(ARBEITSAUFTRAG):
Gib bitte den folgenden Textauszug über die Beschwerde vollständig und wortgetreu wieder.

Nichts deutet darauf hin, dass sich an der "perspektivenlosen Situation" des Beschwerdeführers (so die Beschwerde an anderer Stelle) etwas geändert hätte. Von daher lassen auch die angeführten Umstände die behördliche Beurteilung nicht als verfehlt erscheinen. Zutreffend wird im bekämpften Bescheid darauf hingewiesen, dass der Beschwerdeführer als Mitglied einer kriminellen Vereinigung tätig geworden ist, was die Einmaligkeit seines strafbaren Verhaltens unter dem Gesichtspunkt der Erwartbarkeit künftigen Wohlverhaltens relativiert. Ergänzend ist in diesem Zusammenhang darauf hinzuweisen, dass das deliktische Handeln des Beschwerdeführers erst kurze Zeit zurückliegt. Zu seinen Ungunsten fällt weiters ins Gewicht - auch darauf hat die belangte Behörde bereits hingewiesen -, dass er als Asylwerber und während des Erhalts von Leistungen aus der Grundversorgung - wenngleich nur als Beitragstäter - an einem Suchtgiftschmuggel mitwirkte. Wenn in der Beschwerde darauf bezugnehmend ausgeführt wird, der Beschwerdeführer habe vor Begehung dieses Delikts in einem Flüchtlingsheim gewohnt und als Zeitungsverkäufer bescheidene zusätzliche Einkünfte erzielt, weshalb nicht anzunehmen sei, dass er nochmals in die Kriminalität abrutschen werde, so ist ihm entgegenzuhalten, dass diese Umstände schon einmal strafrechtliches Fehlverhalten nicht zu verhindern vermochten. Auch eine "Fülle von positiven Faktoren" - so die Beschwerde ohne nähere Konkretisierung wörtlich - ist nicht ersichtlich.

(ZEILEN):
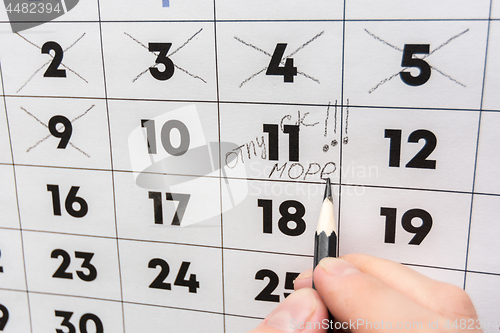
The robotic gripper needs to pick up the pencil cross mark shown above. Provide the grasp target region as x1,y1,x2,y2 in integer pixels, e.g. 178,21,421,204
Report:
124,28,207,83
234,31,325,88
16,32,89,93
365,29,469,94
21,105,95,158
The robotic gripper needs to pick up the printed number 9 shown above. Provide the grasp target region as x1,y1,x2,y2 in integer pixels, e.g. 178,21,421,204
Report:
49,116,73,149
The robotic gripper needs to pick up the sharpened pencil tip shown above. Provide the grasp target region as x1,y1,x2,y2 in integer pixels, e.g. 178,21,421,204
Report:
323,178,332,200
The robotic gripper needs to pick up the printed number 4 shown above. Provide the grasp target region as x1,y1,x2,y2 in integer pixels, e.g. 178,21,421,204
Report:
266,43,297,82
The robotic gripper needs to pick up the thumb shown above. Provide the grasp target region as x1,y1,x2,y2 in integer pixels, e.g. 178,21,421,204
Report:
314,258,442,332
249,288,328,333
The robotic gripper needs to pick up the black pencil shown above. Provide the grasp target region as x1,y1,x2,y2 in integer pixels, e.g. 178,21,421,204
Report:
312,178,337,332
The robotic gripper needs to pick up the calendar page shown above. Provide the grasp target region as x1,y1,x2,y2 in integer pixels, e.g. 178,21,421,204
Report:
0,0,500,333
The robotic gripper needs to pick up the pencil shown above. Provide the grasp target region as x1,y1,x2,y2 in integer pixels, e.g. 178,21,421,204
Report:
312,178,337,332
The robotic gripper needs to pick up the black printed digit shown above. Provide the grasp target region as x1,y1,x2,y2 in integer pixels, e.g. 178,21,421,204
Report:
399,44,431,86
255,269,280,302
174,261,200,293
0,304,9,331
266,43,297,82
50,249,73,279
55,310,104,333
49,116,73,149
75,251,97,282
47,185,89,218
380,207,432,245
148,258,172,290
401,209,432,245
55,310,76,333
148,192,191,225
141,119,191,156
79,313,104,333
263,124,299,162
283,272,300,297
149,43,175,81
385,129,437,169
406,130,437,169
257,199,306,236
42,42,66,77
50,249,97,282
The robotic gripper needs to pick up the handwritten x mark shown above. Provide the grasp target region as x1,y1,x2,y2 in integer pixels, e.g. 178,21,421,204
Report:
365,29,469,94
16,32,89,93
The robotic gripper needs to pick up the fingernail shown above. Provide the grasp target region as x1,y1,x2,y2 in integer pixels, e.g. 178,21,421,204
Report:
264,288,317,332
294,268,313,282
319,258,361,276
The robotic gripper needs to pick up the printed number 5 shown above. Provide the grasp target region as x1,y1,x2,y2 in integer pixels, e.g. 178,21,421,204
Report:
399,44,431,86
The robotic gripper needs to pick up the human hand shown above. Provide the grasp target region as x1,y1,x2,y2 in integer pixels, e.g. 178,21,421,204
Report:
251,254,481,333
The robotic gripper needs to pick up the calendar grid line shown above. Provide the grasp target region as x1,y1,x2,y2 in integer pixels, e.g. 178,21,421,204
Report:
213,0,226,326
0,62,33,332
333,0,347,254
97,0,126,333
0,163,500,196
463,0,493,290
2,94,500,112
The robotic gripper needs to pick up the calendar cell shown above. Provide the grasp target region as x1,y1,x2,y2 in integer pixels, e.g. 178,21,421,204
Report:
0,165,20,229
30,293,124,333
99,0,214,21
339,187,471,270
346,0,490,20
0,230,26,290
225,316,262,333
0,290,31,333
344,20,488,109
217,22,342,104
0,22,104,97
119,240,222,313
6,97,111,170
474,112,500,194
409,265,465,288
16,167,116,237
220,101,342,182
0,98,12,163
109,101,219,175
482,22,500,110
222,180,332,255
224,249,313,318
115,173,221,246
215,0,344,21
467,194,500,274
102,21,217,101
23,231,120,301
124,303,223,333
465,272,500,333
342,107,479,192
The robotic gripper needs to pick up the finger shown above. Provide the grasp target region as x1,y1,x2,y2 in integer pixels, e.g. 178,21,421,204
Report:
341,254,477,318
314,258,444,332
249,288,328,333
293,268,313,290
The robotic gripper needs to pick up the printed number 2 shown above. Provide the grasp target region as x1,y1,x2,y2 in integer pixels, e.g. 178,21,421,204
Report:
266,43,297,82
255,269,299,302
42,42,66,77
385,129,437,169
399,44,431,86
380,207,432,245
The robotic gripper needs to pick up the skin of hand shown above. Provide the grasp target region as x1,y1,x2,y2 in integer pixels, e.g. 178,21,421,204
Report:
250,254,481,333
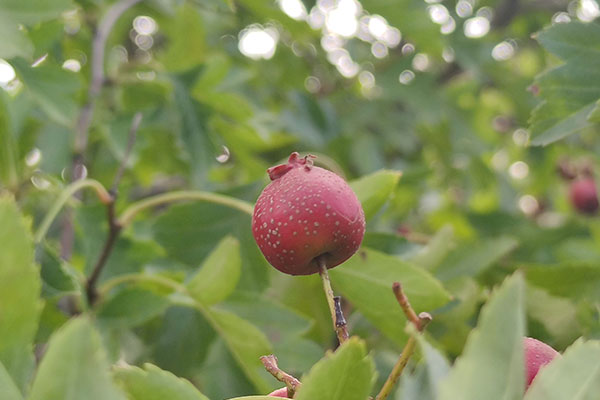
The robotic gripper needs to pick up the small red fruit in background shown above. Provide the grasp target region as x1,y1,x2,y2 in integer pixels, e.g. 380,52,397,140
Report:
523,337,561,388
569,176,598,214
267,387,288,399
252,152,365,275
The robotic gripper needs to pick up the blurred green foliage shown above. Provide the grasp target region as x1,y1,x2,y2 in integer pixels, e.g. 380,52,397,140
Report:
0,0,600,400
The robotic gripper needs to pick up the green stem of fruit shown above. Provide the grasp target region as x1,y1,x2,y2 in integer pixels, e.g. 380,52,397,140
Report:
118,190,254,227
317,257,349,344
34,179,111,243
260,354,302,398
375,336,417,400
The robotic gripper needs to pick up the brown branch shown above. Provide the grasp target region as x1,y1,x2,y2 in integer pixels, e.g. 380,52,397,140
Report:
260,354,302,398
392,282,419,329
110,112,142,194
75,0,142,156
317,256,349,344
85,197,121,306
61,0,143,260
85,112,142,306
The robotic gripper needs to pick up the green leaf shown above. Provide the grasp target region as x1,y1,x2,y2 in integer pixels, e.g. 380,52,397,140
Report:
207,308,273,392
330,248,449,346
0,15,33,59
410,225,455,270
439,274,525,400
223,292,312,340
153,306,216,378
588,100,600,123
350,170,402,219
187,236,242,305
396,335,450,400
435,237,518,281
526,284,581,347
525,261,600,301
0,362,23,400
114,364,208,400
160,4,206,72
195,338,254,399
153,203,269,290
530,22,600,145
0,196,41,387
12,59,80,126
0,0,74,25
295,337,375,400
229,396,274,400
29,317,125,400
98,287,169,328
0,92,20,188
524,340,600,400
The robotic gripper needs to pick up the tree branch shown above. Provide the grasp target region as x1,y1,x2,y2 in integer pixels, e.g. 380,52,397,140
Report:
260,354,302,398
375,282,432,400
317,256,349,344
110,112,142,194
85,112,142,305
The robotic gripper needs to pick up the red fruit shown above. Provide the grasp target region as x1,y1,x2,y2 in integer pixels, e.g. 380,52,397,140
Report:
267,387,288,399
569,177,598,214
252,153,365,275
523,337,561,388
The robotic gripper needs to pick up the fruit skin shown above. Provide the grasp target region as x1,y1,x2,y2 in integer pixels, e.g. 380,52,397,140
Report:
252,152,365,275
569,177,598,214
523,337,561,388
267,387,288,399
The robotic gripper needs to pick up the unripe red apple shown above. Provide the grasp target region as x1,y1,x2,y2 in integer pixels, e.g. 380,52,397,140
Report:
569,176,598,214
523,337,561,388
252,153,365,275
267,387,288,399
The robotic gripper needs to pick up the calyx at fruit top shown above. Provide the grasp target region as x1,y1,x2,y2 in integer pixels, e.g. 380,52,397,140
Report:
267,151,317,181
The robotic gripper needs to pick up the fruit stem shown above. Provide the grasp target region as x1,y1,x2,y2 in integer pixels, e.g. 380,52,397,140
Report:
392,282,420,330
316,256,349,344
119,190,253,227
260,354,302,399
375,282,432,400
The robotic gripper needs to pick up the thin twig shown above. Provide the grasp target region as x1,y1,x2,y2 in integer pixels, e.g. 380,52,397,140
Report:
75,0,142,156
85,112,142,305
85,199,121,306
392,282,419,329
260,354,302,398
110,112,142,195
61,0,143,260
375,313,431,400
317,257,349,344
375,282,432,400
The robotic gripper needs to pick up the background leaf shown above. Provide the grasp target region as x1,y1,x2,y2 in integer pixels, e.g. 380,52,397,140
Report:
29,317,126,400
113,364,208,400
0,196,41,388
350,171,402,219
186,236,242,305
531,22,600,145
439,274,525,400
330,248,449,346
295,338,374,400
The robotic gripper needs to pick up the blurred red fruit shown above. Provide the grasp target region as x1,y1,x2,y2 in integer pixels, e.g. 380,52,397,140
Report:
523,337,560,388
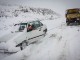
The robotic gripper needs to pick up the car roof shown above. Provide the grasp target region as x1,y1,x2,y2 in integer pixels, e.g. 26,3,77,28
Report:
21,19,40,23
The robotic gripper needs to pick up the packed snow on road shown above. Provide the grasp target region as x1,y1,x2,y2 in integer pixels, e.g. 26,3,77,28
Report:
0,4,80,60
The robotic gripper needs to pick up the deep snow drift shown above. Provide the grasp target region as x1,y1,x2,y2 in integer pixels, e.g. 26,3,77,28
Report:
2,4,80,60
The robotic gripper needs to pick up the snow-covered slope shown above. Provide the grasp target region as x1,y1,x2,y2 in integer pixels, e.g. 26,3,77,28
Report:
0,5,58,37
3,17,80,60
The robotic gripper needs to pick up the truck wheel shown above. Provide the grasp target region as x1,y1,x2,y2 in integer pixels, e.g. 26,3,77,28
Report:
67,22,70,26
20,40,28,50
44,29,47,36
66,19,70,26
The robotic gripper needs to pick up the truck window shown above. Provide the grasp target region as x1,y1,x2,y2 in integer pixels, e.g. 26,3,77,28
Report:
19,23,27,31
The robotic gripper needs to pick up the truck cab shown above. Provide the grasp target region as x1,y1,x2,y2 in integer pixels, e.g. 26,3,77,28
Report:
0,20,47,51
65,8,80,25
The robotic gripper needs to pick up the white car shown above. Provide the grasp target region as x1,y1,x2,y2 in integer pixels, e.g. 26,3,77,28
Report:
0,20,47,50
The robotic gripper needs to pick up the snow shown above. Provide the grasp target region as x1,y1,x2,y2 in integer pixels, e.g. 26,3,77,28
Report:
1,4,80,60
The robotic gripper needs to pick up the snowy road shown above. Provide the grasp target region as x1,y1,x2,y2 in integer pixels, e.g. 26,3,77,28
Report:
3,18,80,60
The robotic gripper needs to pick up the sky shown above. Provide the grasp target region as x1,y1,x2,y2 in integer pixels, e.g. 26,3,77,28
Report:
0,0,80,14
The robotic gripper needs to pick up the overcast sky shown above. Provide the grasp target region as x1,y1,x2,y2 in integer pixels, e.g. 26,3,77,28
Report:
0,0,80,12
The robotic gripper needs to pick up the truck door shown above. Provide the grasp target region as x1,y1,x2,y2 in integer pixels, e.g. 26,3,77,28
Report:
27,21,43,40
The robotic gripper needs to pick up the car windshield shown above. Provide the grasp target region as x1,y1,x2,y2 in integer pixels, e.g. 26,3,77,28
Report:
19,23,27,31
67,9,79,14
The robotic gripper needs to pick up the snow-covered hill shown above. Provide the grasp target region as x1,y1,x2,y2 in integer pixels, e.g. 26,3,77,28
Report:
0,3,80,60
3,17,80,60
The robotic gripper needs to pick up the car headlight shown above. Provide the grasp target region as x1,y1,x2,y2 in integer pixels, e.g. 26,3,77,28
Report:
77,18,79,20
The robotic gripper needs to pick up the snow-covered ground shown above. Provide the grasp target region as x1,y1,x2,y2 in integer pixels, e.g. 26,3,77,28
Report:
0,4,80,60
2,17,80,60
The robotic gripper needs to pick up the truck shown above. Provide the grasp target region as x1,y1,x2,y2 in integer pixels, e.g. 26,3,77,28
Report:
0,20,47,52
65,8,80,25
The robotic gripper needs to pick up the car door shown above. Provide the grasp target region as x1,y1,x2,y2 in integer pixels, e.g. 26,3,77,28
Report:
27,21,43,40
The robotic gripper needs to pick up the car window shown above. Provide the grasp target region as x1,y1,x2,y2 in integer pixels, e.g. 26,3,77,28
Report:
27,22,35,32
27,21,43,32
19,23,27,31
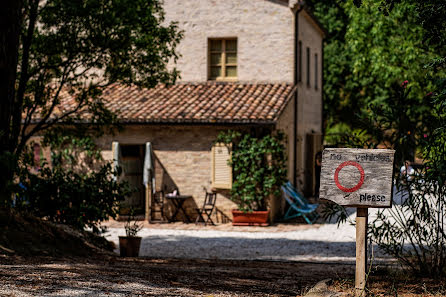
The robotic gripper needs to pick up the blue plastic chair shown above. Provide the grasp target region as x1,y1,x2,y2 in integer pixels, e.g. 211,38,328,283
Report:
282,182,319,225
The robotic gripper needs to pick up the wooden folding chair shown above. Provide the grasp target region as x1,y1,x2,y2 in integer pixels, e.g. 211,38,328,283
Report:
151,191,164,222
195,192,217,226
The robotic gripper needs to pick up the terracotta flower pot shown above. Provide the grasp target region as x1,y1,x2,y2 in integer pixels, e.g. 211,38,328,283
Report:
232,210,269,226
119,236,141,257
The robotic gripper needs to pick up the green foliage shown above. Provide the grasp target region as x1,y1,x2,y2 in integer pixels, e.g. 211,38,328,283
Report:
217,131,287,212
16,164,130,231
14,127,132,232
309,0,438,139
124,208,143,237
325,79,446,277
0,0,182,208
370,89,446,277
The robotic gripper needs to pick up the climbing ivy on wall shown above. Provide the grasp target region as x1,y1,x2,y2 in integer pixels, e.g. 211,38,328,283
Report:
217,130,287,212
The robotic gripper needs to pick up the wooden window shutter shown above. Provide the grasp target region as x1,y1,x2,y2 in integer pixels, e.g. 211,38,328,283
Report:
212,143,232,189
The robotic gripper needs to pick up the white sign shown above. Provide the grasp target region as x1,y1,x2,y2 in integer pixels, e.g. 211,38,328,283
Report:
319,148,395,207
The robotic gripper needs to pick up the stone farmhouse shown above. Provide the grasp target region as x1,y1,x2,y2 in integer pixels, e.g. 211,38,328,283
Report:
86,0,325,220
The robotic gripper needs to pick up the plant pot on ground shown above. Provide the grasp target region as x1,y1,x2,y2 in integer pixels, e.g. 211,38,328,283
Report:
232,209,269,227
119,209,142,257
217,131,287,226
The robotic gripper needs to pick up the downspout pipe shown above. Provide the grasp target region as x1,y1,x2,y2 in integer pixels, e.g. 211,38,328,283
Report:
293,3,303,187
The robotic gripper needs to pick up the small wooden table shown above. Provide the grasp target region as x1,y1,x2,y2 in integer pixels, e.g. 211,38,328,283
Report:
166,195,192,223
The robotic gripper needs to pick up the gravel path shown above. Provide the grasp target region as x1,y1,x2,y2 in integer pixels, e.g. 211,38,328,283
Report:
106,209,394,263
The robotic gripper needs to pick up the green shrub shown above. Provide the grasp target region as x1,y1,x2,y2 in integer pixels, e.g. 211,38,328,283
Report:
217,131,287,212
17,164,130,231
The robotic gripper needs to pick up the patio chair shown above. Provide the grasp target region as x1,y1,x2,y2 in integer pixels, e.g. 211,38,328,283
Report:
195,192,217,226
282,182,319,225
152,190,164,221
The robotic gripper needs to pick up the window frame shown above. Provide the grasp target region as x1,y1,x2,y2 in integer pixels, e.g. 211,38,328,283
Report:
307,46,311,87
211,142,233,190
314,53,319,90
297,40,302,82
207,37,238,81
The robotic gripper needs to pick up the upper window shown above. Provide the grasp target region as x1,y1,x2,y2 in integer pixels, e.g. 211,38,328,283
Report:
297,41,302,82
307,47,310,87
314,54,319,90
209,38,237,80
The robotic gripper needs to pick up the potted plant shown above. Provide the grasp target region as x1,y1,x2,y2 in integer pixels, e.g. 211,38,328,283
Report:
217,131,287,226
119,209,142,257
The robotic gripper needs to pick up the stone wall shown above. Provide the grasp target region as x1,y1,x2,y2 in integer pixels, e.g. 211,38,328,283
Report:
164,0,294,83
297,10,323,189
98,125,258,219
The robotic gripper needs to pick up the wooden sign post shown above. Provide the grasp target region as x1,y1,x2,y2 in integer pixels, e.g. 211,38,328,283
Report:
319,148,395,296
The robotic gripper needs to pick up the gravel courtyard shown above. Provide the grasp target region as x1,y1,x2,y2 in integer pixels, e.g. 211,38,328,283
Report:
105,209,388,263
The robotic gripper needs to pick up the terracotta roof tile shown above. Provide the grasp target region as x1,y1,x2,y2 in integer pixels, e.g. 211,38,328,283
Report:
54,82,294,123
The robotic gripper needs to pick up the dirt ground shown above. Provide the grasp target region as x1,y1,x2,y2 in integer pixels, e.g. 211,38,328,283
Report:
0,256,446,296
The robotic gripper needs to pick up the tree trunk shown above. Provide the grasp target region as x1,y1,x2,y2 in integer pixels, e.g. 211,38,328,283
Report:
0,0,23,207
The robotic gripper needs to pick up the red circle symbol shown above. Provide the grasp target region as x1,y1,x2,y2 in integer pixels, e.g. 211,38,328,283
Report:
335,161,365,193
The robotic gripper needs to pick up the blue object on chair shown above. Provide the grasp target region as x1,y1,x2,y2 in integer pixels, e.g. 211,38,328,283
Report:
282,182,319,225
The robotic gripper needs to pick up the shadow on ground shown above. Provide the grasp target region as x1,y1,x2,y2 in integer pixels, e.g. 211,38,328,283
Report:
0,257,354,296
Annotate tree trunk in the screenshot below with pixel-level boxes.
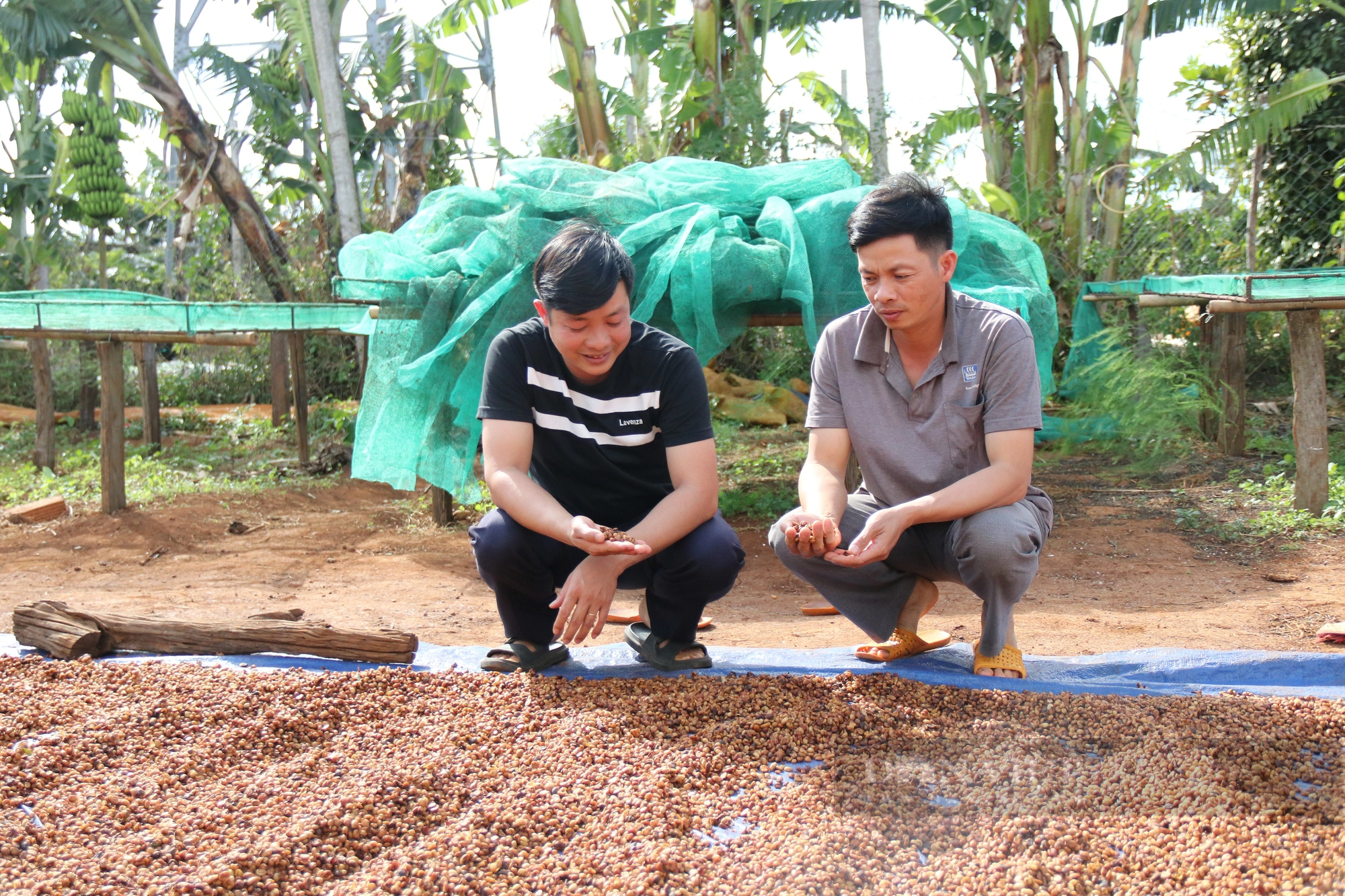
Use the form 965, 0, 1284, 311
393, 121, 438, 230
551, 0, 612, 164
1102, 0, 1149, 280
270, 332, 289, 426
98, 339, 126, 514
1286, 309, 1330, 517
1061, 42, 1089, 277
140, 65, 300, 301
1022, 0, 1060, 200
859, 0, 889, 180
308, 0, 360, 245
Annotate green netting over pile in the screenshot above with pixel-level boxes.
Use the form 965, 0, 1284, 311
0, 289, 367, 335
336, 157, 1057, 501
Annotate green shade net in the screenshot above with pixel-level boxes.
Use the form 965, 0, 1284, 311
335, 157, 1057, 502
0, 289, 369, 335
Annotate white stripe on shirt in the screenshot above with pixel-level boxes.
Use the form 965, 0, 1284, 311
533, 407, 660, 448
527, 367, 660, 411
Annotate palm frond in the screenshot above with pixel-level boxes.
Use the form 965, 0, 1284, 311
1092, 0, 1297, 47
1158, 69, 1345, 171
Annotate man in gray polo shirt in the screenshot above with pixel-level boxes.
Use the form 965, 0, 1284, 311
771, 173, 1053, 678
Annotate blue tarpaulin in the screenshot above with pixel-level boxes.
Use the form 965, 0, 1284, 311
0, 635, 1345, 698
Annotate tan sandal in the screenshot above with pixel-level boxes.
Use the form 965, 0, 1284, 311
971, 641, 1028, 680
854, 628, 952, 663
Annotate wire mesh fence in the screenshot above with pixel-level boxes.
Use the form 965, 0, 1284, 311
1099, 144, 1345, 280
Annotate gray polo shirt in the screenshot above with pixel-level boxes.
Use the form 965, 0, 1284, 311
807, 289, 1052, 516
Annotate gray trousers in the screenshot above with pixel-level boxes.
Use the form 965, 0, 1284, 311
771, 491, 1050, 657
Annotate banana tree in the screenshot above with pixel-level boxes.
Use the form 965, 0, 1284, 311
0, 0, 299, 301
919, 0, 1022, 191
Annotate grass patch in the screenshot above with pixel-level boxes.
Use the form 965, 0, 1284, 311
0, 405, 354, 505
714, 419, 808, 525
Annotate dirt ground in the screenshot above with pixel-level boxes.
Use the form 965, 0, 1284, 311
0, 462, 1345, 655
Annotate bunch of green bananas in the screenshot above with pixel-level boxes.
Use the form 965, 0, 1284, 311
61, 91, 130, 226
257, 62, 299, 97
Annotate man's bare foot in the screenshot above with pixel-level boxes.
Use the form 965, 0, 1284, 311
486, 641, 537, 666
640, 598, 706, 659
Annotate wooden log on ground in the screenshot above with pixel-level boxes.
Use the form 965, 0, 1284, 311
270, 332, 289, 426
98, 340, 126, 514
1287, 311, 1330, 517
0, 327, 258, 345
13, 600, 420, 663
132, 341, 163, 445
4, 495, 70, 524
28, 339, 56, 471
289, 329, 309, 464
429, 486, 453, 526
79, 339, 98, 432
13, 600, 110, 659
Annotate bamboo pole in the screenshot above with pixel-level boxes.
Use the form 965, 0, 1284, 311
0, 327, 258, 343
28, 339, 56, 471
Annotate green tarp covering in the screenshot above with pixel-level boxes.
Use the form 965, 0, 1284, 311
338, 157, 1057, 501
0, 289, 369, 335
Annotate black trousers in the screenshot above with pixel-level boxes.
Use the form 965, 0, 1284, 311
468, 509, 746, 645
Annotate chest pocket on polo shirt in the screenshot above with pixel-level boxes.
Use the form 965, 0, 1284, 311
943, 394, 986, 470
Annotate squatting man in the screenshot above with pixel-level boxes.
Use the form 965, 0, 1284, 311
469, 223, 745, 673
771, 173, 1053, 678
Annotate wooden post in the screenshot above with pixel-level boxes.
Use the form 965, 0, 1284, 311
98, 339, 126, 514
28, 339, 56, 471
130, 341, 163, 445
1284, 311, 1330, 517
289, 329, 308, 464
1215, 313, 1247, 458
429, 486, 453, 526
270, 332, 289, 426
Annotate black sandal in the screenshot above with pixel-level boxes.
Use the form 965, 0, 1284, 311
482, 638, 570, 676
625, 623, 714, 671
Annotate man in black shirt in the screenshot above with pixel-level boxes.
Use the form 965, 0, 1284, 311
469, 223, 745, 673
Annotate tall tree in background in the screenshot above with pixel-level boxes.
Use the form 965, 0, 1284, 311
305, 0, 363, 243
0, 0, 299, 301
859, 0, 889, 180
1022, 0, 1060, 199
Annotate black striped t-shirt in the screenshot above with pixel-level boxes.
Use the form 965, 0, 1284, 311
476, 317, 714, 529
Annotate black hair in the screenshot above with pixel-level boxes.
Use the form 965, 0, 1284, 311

(SCHRIFTLICHE ANTWORT):
Nichts deutet darauf hin, dass sich an der "perspektivenlosen Situation" des Beschwerdeführers (so die Beschwerde an anderer Stelle) etwas geändert hätte. Von daher lassen auch die angeführten Umstände die behördliche Beurteilung nicht als verfehlt erscheinen. Zutreffend wird im bekämpften Bescheid darauf hingewiesen, dass der Beschwerdeführer als Mitglied einer kriminellen Vereinigung tätig geworden ist, was die Einmaligkeit seines strafbaren Verhaltens unter dem Gesichtspunkt der Erwartbarkeit künftigen Wohlverhaltens relativiert. Ergänzend ist in diesem Zusammenhang darauf hinzuweisen, dass das deliktische Handeln des Beschwerdeführers erst kurze Zeit zurückliegt. Zu seinen Ungunsten fällt weiters ins Gewicht - auch darauf hat die belangte Behörde bereits hingewiesen -, dass er als Asylwerber und während des Erhalts von Leistungen aus der Grundversorgung - wenngleich nur als Beitragstäter - an einem Suchtgiftschmuggel mitwirkte. Wenn in der Beschwerde darauf bezugnehmend ausgeführt wird, der Beschwerdeführer habe vor Begehung dieses Delikts in einem Flüchtlingsheim gewohnt und als Zeitungsverkäufer bescheidene zusätzliche Einkünfte erzielt, weshalb nicht anzunehmen sei, dass er nochmals in die Kriminalität abrutschen werde, so ist ihm entgegenzuhalten, dass diese Umstände schon einmal strafrechtliches Fehlverhalten nicht zu verhindern vermochten. Auch eine "Fülle von positiven Faktoren" - so die Beschwerde ohne nähere Konkretisierung wörtlich - ist nicht ersichtlich.